* _WORK ITEM_
What is the number of lines in the data holding the word "point"? Give that number by itself.

--- PROVIDED DATA Enclosed Below ---

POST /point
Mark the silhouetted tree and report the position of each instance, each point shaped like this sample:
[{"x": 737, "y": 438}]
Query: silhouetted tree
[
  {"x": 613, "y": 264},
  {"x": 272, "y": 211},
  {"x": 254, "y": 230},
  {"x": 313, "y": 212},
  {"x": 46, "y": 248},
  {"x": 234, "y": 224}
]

--- End of Enclosed PROVIDED DATA ---

* _OUTPUT FOR THIS EXERCISE_
2